▶ _Directive_: Reproduce every one of the entries below word for word, keeping each line unchanged and in its original order.

▶ _Records for the exercise_:

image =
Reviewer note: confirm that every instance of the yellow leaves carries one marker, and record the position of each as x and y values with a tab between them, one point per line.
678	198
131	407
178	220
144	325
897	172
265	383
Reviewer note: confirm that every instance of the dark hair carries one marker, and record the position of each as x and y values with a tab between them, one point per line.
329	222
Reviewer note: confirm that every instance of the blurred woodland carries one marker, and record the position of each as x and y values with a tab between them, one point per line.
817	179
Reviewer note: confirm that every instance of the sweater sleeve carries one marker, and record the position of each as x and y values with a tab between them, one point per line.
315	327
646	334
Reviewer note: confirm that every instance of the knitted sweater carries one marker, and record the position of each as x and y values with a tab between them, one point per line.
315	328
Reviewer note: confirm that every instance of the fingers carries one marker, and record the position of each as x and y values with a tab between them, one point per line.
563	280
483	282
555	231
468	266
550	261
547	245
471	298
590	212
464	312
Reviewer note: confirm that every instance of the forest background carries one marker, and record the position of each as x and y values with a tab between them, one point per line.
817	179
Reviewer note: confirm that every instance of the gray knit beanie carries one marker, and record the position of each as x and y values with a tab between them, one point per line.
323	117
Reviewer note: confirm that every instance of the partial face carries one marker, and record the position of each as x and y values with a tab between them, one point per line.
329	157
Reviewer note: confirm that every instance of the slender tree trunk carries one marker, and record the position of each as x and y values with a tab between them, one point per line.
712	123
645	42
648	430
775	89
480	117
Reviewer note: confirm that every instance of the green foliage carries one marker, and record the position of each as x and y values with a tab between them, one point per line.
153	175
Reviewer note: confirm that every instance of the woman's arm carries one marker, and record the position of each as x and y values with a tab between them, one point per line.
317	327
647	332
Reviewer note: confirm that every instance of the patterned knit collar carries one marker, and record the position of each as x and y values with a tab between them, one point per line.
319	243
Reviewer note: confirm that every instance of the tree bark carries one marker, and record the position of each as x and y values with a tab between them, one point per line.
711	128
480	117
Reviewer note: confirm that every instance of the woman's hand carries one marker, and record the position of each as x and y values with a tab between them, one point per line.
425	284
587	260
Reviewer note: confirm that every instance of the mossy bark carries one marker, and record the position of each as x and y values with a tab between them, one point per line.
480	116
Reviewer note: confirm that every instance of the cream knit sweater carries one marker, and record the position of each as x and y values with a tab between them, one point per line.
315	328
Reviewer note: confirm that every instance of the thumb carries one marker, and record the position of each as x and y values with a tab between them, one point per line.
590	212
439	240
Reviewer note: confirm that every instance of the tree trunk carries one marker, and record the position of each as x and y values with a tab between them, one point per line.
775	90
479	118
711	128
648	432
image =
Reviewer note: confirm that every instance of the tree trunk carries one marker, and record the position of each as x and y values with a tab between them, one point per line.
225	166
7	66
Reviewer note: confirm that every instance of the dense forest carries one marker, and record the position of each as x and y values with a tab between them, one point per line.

▶ _Answer to this task_:
image =
Reviewer note: confirm that every instance of the yellow leaves carries one marker, and record the position of each as x and y values with a tab between them, one point per line.
678	198
131	407
178	220
144	325
897	172
265	383
Reviewer note: confirm that every instance of the dark hair carries one marker, and record the position of each as x and y values with a tab between them, one point per line.
329	222
Reviewer note: confirm that every instance of the blurred woodland carries one marker, and record the position of each as x and y values with a tab between them, one point per line.
817	179
Reviewer note: confirm that every instance of the sweater sleeve carries one marker, and record the position of each as x and y values with a tab between them, one point per line.
315	327
646	334
Reviewer note: confirm that every instance of the knitted sweater carries one marker, and record the position of each as x and y values with a tab between them, one point per line.
315	328
Reviewer note: confirm that every instance of the fingers carries one marker, and record the position of each as x and y values with a tab between them, one point per line.
563	280
483	282
555	231
468	266
550	261
547	245
471	298
590	212
464	312
Reviewer note: confirm that every instance of the forest background carries one marker, and record the position of each as x and y values with a tab between them, one point per line.
817	179
Reviewer note: confirm that every instance of the gray knit beanie carries one marker, and record the position of each as x and y values with a tab between them, one point per line.
323	117
Reviewer note: confirm that every instance of the partial face carries one marker, and record the position of each as x and y values with a tab between them, one point per line.
329	157
Reviewer note: confirm that every instance of the slender tree trunk carries one marker, and record the position of each as x and y values with a tab between them, one point per line.
712	123
645	42
648	430
775	89
480	117
Reviewer note: confirm that every instance of the green foliage carries one marker, and record the position of each as x and y values with a tab between them, one point per line.
153	175
Reviewer note: confirm that every instance of the woman's arm carries one marker, and record the position of each as x and y values with a tab between them, one point per line.
317	327
647	332
Reviewer note: confirm that every instance of the patterned knit collar carries one marker, and record the position of each as x and y values with a tab between them, one point per line.
319	243
Reviewer note: confirm that every instance of the tree bark carries one marker, and record the position of each as x and y values with a tab between them, one point per line.
711	128
480	117
Reviewer note: confirm that every instance of the woman's hand carries one marker, and record the position of each as x and y values with a tab between them, one point per line.
425	284
587	260
Reviewer note: confirm that every instance of the mossy bark carries one marker, and record the position of each as x and y values with a tab between them, one point per line.
480	116
Reviewer note: confirm that every instance of the cream knit sweater carries one marker, and record the position of each as x and y values with a tab between them, one point per line.
315	328
Reviewer note: confirm that every instance of the thumb carries one marker, and record the position of each as x and y values with a tab between them, one point per line.
590	212
439	240
Reviewer note: confirm that every instance of the tree trunk carries one marker, and record the position of each as x and y values with a tab between them, one point per line.
775	90
479	118
711	128
648	432
image =
Reviewer note: confirm that every instance of the tree trunk carries one marker, and record the position of each as x and y values with a tab between them, one point per line.
225	166
7	66
Reviewer note: confirm that every instance of the dense forest carries one marker, and record the position of each as x and y values with a tab between them, one point per line.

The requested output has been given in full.